▸ **Request**:
Rewrite the records below, replacing "bounding box" with "rectangular frame" wherever it occurs and leaving everything else unchanged.

(Data lines)
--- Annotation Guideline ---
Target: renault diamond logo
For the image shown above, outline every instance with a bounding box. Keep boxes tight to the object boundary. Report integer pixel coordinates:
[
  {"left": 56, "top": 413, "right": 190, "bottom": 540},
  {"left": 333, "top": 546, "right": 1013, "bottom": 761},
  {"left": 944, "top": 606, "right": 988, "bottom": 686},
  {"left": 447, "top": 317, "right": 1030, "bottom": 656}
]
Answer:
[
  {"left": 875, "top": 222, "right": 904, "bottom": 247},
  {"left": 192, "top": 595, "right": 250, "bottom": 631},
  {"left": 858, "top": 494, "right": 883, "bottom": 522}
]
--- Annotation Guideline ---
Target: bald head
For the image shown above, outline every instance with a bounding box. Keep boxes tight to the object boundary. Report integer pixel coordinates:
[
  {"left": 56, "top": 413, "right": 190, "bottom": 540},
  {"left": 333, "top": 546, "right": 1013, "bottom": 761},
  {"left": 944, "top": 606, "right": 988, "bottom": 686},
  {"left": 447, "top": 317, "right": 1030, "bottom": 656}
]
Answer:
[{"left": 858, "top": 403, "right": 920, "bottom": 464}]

▸ **Solution to the exercise**:
--- Annotation Guideline ---
Target: renault diamond logo
For the image shown above, outline every instance with a rectangular frame. Keep boxes tight to the object boundary. Report integer pixel coordinates:
[
  {"left": 56, "top": 413, "right": 190, "bottom": 540},
  {"left": 333, "top": 546, "right": 1013, "bottom": 761},
  {"left": 944, "top": 606, "right": 988, "bottom": 686},
  {"left": 447, "top": 317, "right": 1030, "bottom": 656}
]
Answer:
[
  {"left": 875, "top": 222, "right": 904, "bottom": 247},
  {"left": 192, "top": 595, "right": 250, "bottom": 631},
  {"left": 858, "top": 494, "right": 883, "bottom": 522}
]
--- Annotation Guideline ---
Target: bald head
For the image shown above, outline every instance with a rectangular frame. Keep boxes tight to the object boundary. Report integer pixel coordinates:
[
  {"left": 56, "top": 413, "right": 190, "bottom": 540},
  {"left": 333, "top": 546, "right": 1013, "bottom": 761},
  {"left": 944, "top": 606, "right": 988, "bottom": 686},
  {"left": 447, "top": 317, "right": 1030, "bottom": 656}
]
Answer:
[{"left": 858, "top": 403, "right": 920, "bottom": 464}]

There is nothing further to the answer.